> [Task objective] Copy nothing but the lines below running from the line containing "Q: For the photo above, point to the calculator button, giving" through the line containing "Q: For the photo above, point to the gray", both end lines included.
══ Material for the task
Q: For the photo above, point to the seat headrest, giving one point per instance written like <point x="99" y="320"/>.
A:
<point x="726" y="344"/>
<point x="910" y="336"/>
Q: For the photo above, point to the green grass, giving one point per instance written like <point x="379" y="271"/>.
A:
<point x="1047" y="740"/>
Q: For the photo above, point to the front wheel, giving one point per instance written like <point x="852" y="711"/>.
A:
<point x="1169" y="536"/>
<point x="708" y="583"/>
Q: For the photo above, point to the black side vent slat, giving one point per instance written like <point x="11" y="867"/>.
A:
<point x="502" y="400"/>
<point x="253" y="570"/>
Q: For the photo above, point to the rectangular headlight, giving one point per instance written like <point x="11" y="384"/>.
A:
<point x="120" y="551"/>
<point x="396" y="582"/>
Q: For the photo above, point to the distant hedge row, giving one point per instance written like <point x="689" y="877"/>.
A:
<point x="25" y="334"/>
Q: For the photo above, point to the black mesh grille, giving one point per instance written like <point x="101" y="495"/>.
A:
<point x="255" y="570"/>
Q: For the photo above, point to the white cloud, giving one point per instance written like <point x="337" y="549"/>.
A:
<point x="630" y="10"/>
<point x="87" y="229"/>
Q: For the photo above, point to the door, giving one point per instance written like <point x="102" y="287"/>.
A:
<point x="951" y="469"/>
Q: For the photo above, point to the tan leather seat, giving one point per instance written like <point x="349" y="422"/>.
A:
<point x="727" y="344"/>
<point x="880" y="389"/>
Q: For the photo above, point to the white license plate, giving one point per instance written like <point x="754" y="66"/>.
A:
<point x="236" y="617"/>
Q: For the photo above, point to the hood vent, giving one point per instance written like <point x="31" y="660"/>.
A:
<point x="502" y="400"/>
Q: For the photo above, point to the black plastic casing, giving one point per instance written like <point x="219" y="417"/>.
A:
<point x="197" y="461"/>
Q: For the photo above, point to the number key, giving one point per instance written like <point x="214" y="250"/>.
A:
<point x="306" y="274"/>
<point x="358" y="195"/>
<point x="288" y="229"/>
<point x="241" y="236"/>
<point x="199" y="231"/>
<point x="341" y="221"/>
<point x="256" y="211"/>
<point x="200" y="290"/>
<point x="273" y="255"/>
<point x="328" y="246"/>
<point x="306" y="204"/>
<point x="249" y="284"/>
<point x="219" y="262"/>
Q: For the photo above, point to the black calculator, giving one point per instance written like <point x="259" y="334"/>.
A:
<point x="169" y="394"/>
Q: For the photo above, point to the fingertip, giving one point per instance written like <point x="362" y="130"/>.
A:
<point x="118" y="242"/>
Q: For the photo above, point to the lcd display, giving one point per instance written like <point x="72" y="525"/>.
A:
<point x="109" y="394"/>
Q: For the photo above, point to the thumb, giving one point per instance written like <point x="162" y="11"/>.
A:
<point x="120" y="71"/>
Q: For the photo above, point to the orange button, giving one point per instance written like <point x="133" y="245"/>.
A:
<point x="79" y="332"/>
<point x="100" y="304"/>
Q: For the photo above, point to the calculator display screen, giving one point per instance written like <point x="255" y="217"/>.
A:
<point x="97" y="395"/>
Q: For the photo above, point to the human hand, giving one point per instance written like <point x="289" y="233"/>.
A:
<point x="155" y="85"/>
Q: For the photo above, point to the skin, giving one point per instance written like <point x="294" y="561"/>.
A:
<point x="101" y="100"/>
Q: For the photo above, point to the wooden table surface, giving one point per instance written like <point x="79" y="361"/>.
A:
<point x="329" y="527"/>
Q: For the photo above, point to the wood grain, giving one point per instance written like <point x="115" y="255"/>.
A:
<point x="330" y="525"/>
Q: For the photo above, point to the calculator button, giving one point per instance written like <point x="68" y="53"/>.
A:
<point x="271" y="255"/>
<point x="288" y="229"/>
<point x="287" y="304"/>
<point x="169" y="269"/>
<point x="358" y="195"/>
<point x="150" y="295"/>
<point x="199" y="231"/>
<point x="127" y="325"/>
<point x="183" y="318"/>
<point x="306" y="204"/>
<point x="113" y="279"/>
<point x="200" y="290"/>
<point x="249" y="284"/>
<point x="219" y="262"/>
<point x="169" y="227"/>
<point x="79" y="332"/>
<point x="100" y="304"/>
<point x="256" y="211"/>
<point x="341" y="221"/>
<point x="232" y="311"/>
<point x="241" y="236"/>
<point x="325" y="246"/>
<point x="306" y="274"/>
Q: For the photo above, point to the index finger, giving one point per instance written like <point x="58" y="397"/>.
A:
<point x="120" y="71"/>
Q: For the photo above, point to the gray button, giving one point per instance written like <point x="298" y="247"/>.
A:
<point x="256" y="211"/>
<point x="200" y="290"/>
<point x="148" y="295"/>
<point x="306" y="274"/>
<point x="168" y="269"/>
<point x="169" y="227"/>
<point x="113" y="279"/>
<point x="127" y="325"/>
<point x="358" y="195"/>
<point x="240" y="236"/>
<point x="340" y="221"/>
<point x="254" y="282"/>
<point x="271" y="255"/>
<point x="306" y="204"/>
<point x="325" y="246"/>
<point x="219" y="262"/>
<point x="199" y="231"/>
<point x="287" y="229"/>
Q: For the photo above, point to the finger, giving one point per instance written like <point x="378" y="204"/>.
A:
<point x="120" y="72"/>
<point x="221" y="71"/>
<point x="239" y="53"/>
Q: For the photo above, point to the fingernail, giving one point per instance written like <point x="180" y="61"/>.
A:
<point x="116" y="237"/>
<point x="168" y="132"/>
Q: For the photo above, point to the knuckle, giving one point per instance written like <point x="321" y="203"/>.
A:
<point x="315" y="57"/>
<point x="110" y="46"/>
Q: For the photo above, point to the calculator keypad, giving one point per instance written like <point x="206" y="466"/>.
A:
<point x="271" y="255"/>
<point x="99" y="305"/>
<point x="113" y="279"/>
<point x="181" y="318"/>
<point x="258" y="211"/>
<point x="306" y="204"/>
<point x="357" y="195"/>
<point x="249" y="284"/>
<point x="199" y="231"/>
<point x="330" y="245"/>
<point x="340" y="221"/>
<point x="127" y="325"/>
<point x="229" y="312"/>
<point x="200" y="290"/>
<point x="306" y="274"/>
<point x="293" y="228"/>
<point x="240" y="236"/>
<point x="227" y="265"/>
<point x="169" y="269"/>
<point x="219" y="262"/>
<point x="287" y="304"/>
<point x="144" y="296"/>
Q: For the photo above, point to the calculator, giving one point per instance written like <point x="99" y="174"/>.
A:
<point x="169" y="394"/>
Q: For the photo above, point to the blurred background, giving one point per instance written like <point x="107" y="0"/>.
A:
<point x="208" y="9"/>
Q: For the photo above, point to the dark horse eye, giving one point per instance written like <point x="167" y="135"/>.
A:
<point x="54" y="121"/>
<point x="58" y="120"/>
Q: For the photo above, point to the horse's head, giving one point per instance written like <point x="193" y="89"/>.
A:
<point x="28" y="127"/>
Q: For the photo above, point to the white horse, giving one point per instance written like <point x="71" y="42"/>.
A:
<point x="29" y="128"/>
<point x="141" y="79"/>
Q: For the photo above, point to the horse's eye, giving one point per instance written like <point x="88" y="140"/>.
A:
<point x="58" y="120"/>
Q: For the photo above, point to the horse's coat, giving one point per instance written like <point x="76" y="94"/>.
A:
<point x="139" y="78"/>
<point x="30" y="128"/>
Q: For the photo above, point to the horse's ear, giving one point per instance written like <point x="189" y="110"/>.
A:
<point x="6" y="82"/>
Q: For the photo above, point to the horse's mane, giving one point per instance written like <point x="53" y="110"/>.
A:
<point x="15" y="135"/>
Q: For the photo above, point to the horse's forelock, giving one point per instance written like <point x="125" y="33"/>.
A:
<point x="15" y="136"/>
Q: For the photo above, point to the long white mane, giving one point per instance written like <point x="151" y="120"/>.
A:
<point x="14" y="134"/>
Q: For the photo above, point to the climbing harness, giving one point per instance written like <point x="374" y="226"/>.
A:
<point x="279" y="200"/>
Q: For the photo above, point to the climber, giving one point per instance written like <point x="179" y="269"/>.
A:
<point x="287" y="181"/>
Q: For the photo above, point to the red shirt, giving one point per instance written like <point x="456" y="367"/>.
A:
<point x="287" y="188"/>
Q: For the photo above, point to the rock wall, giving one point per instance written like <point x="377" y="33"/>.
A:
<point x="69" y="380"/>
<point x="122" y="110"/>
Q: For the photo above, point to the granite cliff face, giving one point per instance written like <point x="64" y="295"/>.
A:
════
> [Task solution]
Q: For the photo above, point to the calculator button, giving one point per instance written like <point x="68" y="53"/>.
A:
<point x="271" y="255"/>
<point x="288" y="229"/>
<point x="287" y="304"/>
<point x="169" y="269"/>
<point x="358" y="195"/>
<point x="150" y="295"/>
<point x="199" y="231"/>
<point x="127" y="325"/>
<point x="183" y="318"/>
<point x="306" y="204"/>
<point x="113" y="279"/>
<point x="200" y="290"/>
<point x="249" y="284"/>
<point x="219" y="262"/>
<point x="169" y="227"/>
<point x="79" y="332"/>
<point x="100" y="304"/>
<point x="256" y="211"/>
<point x="341" y="221"/>
<point x="232" y="311"/>
<point x="241" y="236"/>
<point x="325" y="246"/>
<point x="306" y="274"/>
Q: For the photo above, point to the index finger, giving one point per instance written like <point x="58" y="397"/>.
A:
<point x="120" y="71"/>
Q: For the photo above, point to the gray button, giving one point per instance written like <point x="298" y="247"/>.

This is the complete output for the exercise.